* [Supplied information]:

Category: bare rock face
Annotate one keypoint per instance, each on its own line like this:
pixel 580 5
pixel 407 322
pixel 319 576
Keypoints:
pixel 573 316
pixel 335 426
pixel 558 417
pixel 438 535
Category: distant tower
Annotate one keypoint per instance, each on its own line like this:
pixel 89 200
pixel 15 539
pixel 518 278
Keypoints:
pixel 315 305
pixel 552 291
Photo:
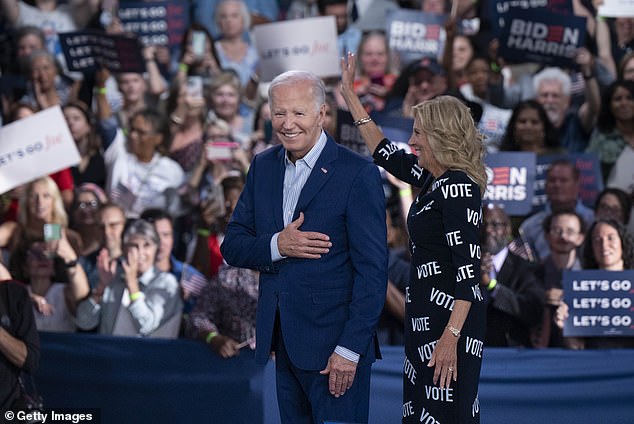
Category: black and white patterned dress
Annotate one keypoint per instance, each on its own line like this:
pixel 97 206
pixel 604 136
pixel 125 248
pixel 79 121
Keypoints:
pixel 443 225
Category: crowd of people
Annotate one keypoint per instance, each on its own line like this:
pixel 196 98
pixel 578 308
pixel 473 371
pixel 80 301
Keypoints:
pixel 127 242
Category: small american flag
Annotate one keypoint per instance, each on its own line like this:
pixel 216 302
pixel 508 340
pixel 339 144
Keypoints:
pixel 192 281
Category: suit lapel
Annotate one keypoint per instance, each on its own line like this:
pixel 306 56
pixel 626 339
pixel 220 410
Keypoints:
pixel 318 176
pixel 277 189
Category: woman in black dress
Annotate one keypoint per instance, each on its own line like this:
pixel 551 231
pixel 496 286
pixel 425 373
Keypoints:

* [Exercise instructions]: Copy all the records above, substituting "Mark" for every "Annotate" and leaving everything else unchanged. Leave the pictures out.

* [Finished task]:
Category: bare rock face
Mark one keypoint per instance, each on its own line like this:
pixel 580 5
pixel 407 322
pixel 319 576
Keypoints:
pixel 573 316
pixel 335 426
pixel 558 417
pixel 438 535
Category: distant tower
Mark one keypoint per instance, each on its own line like this:
pixel 89 200
pixel 15 539
pixel 518 278
Keypoints:
pixel 315 305
pixel 552 291
Photo:
Category: black and white patterned dress
Mark one keypoint per instance, each on its own line like this:
pixel 97 206
pixel 604 136
pixel 125 248
pixel 79 121
Keypoints:
pixel 443 225
Category: crowd of people
Mark one keypoint per instance, each on its own line like this:
pixel 196 98
pixel 578 308
pixel 473 371
pixel 80 301
Keypoints:
pixel 127 242
Category: small american flag
Mark one keypoint per instance, each on its own line like this:
pixel 216 302
pixel 508 340
pixel 339 144
Keypoints:
pixel 192 281
Category: suit lapel
Mark one keypoint per instance, each on its own line like this:
pixel 306 56
pixel 626 339
pixel 220 410
Keypoints:
pixel 318 176
pixel 277 189
Category: woman in black dress
Mark one keypoint per instance, each on its own line like this:
pixel 551 231
pixel 496 286
pixel 425 373
Keypoints:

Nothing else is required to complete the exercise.